— INSTRUCTIONS FOR THE TASK —
In the tribute to Tony Kelly, at which institution did he serve as deputy director until 1975?

A celebration of the life of Professor Tony Kelly ScD FRS FREng FIMMM CBE DL

The British Composites Society
,
12 Jun 2014

The Materials Science community, in particular those who work in the area of composite materials, were saddened to learn of the death, peacefully in his sleep, of Professor Anthony Kelly.  

Known to friends and colleagues as Tony, Professor Tony Kelly was a founding Fellow of Churchill College, being elected to a Fellowship in October 1959 where he was College Director of Studies in Natural Sciences and lecturer in the Department of Metallurgy at Cambridge University until 1967. He subsequently worked for the government at the National Physical Laboratory, Teddington where he was deputy director until 1975. During his tenure at NPL, he spent a brief period at Imperial Chemical Industries before becoming Vice-Chancellor of Surrey University until 1994. In 2011, Tony Kelly was recipient of the President’s Medal of the Royal Academy of Engineering through excellence in engineering. In his later years, he played a key role in assisting with establishing the Global Warming Policy Foundation and was a sharp critic of the application of climate science.

First and foremost, Tony Kelly was a materials scientist and an ardent campaigner for the application of discoveries of pure science in industrial enterprise, particularly in the field of composite materials. Indeed, he has been referred to as “the father of composite materials” as a result of his pioneering contributions to the understanding of the behaviour of fibre composites. However, during his early career at Cambridge, he worked with Robin Nicholson on the relation between the microscopic structure of metal alloys to their physical properties, studies of precipitation and dispersion hardened alloys using x-ray and electron microscopy methods to provide new insights that he successfully applied to composites.

Dataset excerpt:
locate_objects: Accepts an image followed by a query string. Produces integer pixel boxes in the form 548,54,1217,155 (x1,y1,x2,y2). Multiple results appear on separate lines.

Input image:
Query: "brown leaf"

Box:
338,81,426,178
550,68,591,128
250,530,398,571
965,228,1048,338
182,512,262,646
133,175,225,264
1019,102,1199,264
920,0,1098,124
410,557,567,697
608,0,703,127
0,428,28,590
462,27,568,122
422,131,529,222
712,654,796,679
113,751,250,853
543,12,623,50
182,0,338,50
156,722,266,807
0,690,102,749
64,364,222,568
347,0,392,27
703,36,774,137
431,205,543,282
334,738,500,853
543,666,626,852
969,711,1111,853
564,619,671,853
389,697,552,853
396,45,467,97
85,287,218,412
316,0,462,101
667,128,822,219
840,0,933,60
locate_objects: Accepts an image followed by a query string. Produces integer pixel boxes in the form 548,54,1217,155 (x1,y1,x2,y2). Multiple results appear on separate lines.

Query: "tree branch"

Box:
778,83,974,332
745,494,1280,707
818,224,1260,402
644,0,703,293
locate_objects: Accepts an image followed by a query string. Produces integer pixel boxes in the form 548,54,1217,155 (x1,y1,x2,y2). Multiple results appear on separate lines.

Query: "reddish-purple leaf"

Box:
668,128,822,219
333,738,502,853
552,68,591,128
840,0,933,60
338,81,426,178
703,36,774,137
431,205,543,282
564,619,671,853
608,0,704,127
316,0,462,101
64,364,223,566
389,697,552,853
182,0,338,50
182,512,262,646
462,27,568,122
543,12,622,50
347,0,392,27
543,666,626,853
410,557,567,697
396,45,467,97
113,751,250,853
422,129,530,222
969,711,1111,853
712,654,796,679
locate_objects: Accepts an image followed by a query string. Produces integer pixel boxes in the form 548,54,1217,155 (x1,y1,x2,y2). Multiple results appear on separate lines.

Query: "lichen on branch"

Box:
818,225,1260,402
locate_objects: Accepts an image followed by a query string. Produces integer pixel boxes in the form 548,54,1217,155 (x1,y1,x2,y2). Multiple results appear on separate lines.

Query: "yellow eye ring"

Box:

— PROBLEM SOLUTION —
The National Physical Laboratory in Teddington.